__Short task__:
Switch "in this picture" to "in this image" throughout the lines below, leaving everything else unchanged, and give all of the lines back without the pictures.

__Dataset rows__:
——————————

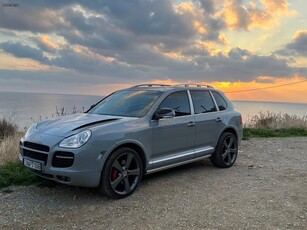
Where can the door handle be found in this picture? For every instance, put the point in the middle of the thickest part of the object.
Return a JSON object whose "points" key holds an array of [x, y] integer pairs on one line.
{"points": [[218, 119]]}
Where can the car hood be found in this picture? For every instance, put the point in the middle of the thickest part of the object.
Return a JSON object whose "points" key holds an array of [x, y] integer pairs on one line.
{"points": [[68, 125]]}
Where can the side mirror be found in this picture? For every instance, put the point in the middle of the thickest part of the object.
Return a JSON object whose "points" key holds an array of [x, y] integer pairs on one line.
{"points": [[92, 106], [164, 113]]}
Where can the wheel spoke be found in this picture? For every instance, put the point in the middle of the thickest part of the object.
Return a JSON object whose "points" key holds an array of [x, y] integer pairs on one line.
{"points": [[117, 166], [229, 158], [134, 172], [115, 183], [234, 151], [129, 159], [127, 185], [225, 145], [231, 140], [225, 155]]}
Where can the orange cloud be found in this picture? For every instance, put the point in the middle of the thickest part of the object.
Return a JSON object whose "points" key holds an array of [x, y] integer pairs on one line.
{"points": [[277, 90], [261, 13]]}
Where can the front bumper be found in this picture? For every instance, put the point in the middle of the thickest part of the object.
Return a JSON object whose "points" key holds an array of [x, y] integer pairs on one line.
{"points": [[78, 167]]}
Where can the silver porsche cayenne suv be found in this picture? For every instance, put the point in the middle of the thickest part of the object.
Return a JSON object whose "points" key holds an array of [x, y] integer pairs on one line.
{"points": [[133, 132]]}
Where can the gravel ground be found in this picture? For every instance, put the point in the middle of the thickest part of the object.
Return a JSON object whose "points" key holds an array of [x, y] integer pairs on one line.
{"points": [[265, 189]]}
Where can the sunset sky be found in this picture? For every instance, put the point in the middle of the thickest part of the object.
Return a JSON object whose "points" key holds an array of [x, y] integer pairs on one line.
{"points": [[96, 47]]}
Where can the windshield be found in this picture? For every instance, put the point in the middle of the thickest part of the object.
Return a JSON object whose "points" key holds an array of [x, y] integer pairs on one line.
{"points": [[128, 103]]}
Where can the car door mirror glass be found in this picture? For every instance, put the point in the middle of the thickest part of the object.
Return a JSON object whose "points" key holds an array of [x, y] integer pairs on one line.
{"points": [[164, 113]]}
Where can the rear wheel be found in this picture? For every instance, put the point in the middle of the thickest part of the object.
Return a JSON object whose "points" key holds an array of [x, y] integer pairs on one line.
{"points": [[121, 174], [226, 151]]}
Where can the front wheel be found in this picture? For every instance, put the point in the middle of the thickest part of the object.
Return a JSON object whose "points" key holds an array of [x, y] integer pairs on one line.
{"points": [[226, 151], [121, 174]]}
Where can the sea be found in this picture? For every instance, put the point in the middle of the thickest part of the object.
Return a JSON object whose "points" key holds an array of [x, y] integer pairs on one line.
{"points": [[24, 109]]}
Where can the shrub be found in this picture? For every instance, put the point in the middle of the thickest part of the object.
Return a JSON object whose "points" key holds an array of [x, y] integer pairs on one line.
{"points": [[7, 128], [276, 121]]}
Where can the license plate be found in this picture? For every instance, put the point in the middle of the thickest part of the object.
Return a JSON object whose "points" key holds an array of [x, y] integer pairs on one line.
{"points": [[32, 164]]}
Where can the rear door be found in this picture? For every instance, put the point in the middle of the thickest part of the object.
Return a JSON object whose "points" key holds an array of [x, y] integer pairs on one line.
{"points": [[174, 138]]}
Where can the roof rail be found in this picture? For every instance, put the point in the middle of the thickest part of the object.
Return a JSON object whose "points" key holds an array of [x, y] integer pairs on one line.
{"points": [[150, 85], [194, 85]]}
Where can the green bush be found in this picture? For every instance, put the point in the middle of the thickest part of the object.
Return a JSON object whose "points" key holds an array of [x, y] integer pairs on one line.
{"points": [[7, 128], [14, 173]]}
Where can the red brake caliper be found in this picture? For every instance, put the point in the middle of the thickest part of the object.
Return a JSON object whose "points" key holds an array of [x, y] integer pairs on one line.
{"points": [[113, 174]]}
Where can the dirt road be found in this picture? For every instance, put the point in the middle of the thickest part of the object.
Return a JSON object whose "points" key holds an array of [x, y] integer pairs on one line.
{"points": [[266, 189]]}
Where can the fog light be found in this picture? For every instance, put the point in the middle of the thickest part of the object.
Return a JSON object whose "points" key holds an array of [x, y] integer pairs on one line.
{"points": [[64, 178]]}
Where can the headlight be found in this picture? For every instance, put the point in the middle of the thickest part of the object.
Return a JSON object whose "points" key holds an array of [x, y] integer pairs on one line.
{"points": [[31, 130], [76, 140]]}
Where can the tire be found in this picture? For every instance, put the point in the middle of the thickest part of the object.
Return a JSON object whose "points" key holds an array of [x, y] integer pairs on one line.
{"points": [[121, 174], [226, 151]]}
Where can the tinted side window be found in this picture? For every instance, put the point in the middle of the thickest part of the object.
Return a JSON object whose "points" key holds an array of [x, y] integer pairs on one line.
{"points": [[221, 103], [202, 102], [178, 101]]}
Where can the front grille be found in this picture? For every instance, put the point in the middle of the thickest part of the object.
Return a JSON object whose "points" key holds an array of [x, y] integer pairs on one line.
{"points": [[62, 159], [35, 155], [35, 146]]}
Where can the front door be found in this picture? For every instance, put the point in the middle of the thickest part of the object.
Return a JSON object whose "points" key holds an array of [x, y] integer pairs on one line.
{"points": [[174, 138]]}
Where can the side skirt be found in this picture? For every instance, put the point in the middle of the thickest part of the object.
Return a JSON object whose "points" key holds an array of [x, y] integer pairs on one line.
{"points": [[177, 164]]}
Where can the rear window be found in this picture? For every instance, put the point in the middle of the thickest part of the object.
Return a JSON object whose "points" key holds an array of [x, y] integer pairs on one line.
{"points": [[178, 101], [220, 101], [202, 102]]}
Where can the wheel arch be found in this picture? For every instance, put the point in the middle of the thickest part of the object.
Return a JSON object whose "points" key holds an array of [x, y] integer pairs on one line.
{"points": [[230, 130], [128, 144]]}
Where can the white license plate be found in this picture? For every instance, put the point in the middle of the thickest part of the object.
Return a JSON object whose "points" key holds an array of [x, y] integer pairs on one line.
{"points": [[32, 164]]}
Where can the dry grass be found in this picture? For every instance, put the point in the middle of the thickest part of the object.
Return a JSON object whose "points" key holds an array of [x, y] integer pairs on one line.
{"points": [[275, 121]]}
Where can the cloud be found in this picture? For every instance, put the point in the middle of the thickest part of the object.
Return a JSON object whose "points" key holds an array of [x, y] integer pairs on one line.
{"points": [[23, 51], [29, 18], [239, 14], [299, 43], [137, 41]]}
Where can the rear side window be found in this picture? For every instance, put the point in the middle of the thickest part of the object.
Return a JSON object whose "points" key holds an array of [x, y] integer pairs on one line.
{"points": [[178, 101], [220, 101], [202, 102]]}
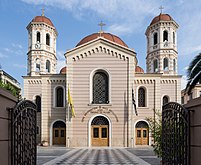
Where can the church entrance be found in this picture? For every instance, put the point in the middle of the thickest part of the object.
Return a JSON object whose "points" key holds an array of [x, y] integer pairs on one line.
{"points": [[142, 133], [59, 133], [99, 131]]}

——————————

__Solution to this problem__:
Where can the door handle be found in this image? For every instance, put the point in the middle of the thickest part of the object.
Return a JSON object whose "points" key holds an array of [x, y] integer pairs on one line.
{"points": [[218, 119]]}
Where can the car hood be found in this image? For every instance, put the point in the middle of the thickest part of the object.
Return a JSON object whose "points" key holds an array of [x, y] integer pairs on one line.
{"points": [[68, 125]]}
Where can the side mirror be found in this image? For every instance, put the point in the middle of the thickest part of the object.
Return a JSON object whose "points" key holds an array of [x, y] integer pairs on one line.
{"points": [[92, 106], [164, 113]]}
Where can the wheel spoke be found in this image? For every instance, put the point in the middle of the thickest part of the object.
Return a JSON object whose "points" key holds an array of [x, y] integer pairs on one line.
{"points": [[117, 166], [229, 158], [134, 172], [115, 183], [234, 151], [129, 159], [127, 185], [225, 145], [231, 140], [225, 155]]}
Where can the orange cloud be found in this image? For every instance, put the point in the middle of the thickest part of the object.
Return a JSON object whose "points" key holds an array of [x, y] integer pairs on one line.
{"points": [[277, 90], [261, 13]]}
Where can the front bumper be found in this image? For every instance, put the point in the middle of the thickest part of the object.
Return a JSON object whose "points" key holds an array of [x, y] integer pairs on one line.
{"points": [[78, 167]]}
Where can the silver porsche cayenne suv be found in this image? For every instance, put the point in the middle of the thickest part of the object.
Return a JSON object whose "points" key holds an array of [x, y] integer pairs on one line.
{"points": [[133, 132]]}
Where can the gravel ground be found in this image? For every instance, put the point in the middle of the thickest part of the object.
Return a JSON object whose "points" key holds an array of [x, y] integer pairs on one line.
{"points": [[265, 189]]}
Where can the sunset sky be found in this image? For every instance, put the point in the middle of the thickest part of the object.
Return a JSON object whose "points" key holds an array of [x, y] integer pairs on one line.
{"points": [[96, 47]]}
Where can the windshield be found in this image? For every instance, put the point in the middle of the thickest part of the object.
Return a JSON object whose "points" key holds an array of [x, y] integer pairs on one line.
{"points": [[128, 103]]}
Where can the car door mirror glass be found in this image? For every instance, put the point in the middle of the thickest part of the object.
Return a JSON object whose "points" key holds an array of [x, y] integer pairs on one line.
{"points": [[164, 113]]}
Where can the rear wheel be found in this image? For every instance, put the point in the middle of the thickest part of the object.
Return a JSON object whose "points" key holds an array of [x, y] integer pairs on one line.
{"points": [[121, 174], [226, 151]]}
Where can the front wheel be found in this image? For every instance, put the point in the middle of the thickest part of the object.
Return a JSON object whose "points" key holds an array of [x, y] integer pairs on one line.
{"points": [[226, 151], [121, 174]]}
Where can the sea be found in this image? For every instance, put the point in the middle of the thickest part of the object.
Return a JSON object whose "points" key holds an array of [x, y] integer pairs on one line.
{"points": [[24, 109]]}
Where can the shrub be found in this image? For every instance, put the point in the middle of the thickest part of the object.
Return a JSON object whose "points" key holds an array of [x, y] integer pairs on one line.
{"points": [[7, 128], [276, 121]]}
Where can the license plate be found in this image? For every instance, put the point in the middle of the thickest part of the object.
Return a JSON object whose "points" key holds an array of [x, y] integer pairs on one line.
{"points": [[32, 164]]}
Where can the rear door be found in this image? For every instance, put the point in the middle of the thickest part of the object.
Return a JSON object whose "points" key holds an array of [x, y] integer pairs on one line.
{"points": [[174, 138]]}
Where can the roof rail be found in this image? For every instance, put the point in the middle of the thickest part of the object.
Return a JSON object whose "points" key holds an array of [x, y] integer pairs on one line.
{"points": [[150, 85], [194, 85]]}
Where can the green bush be found in this image? For every instance, put the point in the middle of the thickest part of the object.
Return a JSON object whose "points" key holds an array of [x, y] integer pairs on one line.
{"points": [[7, 128], [14, 173]]}
Where can the red brake caliper be found in this image? For every instance, put the point in the middle of the thickest part of the object.
Return a JSON object whose "points" key holds an array of [x, y] integer pairs on one line.
{"points": [[113, 174]]}
Where can the dirt road be found in this image? For every instance, put the point in the middle of the thickest part of the object.
Return a JSON object whose "points" key holds an array of [x, y] integer pairs on one line.
{"points": [[266, 189]]}
Where can the fog light be found in this image? For every instance, put the point in the middle of the thickest part of the object.
Return a JSON object whose "points" key holds an array of [x, y] integer pairs on one line.
{"points": [[64, 178]]}
Where can the headlight be found in this image? For every instance, put the point in the middle of the thickest part of the object.
Return a JSON object whose "points" key holds an array of [x, y] integer pairs on one line.
{"points": [[31, 130], [76, 140]]}
Where can the tire be found in this image? For every instance, put the point in the middle of the thickest part of the object.
Return a JSON object whose "points" key holds an array of [x, y] integer pairs on one line.
{"points": [[121, 174], [226, 151]]}
Where can the tinted side window be found in this image? For every instance, put the point in the middle of the thickest part of the object.
Return a JSON object whose "points" key holds an array of [x, y] integer pairs on one line.
{"points": [[221, 103], [202, 102], [178, 101]]}
Where can the front grille be found in this image? For every instance, put the point in the middle of the thickest part of the object.
Return a JSON object whose "points" key holds an array of [x, y] integer pairs on one line.
{"points": [[62, 159], [35, 155], [35, 146]]}
Where can the front door be found in this image? For every instance, put the point in the middle of the thickest part of the object.
Return a JSON object whose "points" key holds an array of [x, y] integer pairs on one line.
{"points": [[174, 138]]}
Where can the side skirt be found in this image? For every instance, put the point in the middle of the thickest part of the object.
Return a JSON object whose "points" key holds an array of [x, y] integer pairs on one line.
{"points": [[177, 164]]}
Where can the rear window be found in this image? For every instance, put the point in the middle of the thickest part of the object.
Return a JSON object whose "points" key holds an array of [x, y] integer pairs on one line.
{"points": [[178, 101], [220, 101], [202, 102]]}
Where can the wheel arch be found in this image? For every instance, put the point in the middle of the thickest part of the object.
Return a JSON object whose "points" key holds an array of [x, y] integer pairs on one line.
{"points": [[230, 130], [128, 144]]}
Where can the white license plate be found in this image? For every instance, put the point in the middle of the thickest part of the object.
Return a JSON object whose "points" key holds an array of [x, y] integer pairs on one line.
{"points": [[32, 164]]}
Where can the dry grass be found in this image? For every instance, put the point in the middle of the thickest part of the object.
Return a JSON object whose "points" key holds an array of [x, y] integer pairs on one line.
{"points": [[275, 121]]}
Where can the cloud be found in this image? For every instance, put the point in the middle of the thickest part of the object.
Return a JSON object whose "points" key holds an array of [x, y] integer pairs on one line.
{"points": [[23, 51], [29, 18], [239, 14], [299, 43], [137, 41]]}
Where can the rear side window be found in this image? For every instance, put the point in the middle of the thickest part of the object.
Return a JSON object whose "points" key holds an array of [x, y] integer pairs on one line.
{"points": [[178, 101], [220, 101], [202, 102]]}
Where can the church entrance be found in this image? For every instance, put the point in the middle of the thickest part of the object.
Return a JSON object whose "points" key holds an array of [x, y] integer pairs on one line.
{"points": [[142, 133], [59, 133], [99, 131]]}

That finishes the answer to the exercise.